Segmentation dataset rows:
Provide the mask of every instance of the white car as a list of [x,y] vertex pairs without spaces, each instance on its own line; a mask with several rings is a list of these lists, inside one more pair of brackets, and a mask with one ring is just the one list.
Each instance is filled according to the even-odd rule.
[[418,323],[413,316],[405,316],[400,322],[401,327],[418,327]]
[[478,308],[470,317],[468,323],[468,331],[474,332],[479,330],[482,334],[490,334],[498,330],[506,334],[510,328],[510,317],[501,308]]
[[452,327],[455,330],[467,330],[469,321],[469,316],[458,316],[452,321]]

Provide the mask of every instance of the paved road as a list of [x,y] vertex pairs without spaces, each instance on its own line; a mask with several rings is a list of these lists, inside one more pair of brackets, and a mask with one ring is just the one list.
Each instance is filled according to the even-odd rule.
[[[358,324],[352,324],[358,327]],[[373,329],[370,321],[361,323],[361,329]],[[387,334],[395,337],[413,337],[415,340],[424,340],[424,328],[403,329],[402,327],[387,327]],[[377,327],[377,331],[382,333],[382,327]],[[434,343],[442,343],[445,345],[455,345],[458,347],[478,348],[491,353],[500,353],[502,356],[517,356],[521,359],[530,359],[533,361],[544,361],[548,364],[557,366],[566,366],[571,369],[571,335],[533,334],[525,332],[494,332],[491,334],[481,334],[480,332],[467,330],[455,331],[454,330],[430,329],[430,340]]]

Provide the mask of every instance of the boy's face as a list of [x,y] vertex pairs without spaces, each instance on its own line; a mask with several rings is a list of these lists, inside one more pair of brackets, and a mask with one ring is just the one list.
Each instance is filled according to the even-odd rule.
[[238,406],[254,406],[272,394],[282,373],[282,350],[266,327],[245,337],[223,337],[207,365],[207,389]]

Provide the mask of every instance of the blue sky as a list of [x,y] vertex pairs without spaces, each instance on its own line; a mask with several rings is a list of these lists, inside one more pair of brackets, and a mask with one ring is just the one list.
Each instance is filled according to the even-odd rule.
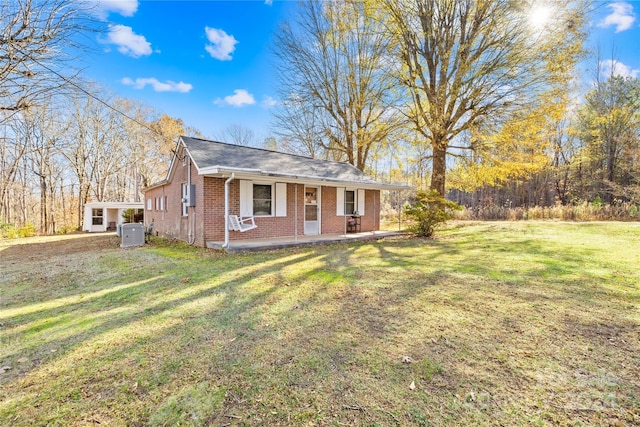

• Given request
Copy the part that starts with the line containing "Provide the mask of every instance of the boy's" and runs through the end of the rows, with both ends included. Keep every request, but multiply each coordinate in the answers by 1.85 and round it to a whole number, with halves rounded up. Don't include the pictures.

• Answer in full
Provide the mask of every instance of the boy's face as a list of [x,y] vertex pairs without spaces, each instance on its own line; a mask with several rings is a list of these lists, inside one more pair of brackets, and a mask with one ring is just the one list.
Each instance is filled according to the even-odd rule.
[[440,751],[470,751],[503,729],[522,690],[522,648],[492,605],[453,623],[413,623],[383,675],[383,720]]

Provide the mask of every instance of the blue sky as a list of [x,y] vertex pairs without spaces, each instance on its own line; a mask with several rings is a list of these lists, inside one more pair of brackets, and a mask with one ring is just the one list.
Each instance is filled according to the even-odd rule.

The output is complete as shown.